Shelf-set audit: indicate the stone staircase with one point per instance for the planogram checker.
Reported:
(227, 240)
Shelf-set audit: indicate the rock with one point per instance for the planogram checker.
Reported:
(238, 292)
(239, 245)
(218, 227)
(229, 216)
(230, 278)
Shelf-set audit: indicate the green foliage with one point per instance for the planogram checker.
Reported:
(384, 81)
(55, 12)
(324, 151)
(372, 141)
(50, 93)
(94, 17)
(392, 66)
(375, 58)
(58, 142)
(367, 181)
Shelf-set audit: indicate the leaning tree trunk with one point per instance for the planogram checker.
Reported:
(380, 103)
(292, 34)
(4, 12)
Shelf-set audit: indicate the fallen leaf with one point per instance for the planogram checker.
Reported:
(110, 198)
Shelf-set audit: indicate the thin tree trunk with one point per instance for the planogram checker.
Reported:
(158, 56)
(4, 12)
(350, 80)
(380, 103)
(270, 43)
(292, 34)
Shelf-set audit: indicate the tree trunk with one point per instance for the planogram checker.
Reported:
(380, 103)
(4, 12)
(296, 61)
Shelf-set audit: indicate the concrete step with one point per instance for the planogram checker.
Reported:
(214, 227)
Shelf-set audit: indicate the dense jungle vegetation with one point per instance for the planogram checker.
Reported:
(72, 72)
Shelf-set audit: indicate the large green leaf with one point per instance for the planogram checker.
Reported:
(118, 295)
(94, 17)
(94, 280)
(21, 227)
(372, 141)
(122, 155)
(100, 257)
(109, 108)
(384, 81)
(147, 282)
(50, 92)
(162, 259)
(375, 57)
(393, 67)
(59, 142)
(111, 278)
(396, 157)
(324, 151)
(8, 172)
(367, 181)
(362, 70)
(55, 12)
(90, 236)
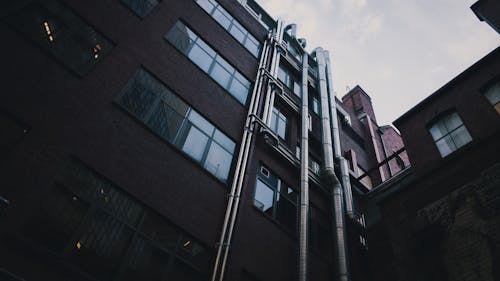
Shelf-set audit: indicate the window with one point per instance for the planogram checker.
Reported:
(90, 222)
(293, 51)
(141, 7)
(315, 105)
(191, 45)
(290, 80)
(493, 96)
(55, 28)
(449, 133)
(172, 119)
(279, 123)
(366, 180)
(314, 166)
(230, 24)
(276, 199)
(319, 230)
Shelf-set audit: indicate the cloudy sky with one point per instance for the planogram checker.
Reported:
(398, 51)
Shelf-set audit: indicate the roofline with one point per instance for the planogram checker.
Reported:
(448, 85)
(352, 91)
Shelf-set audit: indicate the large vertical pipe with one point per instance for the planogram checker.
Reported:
(329, 172)
(241, 162)
(304, 174)
(269, 102)
(344, 168)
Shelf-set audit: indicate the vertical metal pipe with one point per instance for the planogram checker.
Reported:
(274, 66)
(329, 172)
(269, 102)
(304, 174)
(344, 168)
(242, 155)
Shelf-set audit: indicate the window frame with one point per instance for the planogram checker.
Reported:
(160, 101)
(277, 196)
(236, 77)
(440, 121)
(82, 184)
(246, 38)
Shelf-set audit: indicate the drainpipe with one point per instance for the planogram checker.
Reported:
(329, 175)
(344, 167)
(234, 195)
(304, 174)
(275, 62)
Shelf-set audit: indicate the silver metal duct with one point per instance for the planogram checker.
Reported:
(232, 205)
(329, 170)
(344, 168)
(269, 102)
(304, 174)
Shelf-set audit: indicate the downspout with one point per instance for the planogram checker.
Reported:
(344, 167)
(329, 175)
(234, 195)
(304, 174)
(269, 102)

= = = = =

* Brief
Going through the records above, state how many lines carry "leaf", with no other text.

* Result of the exercise
2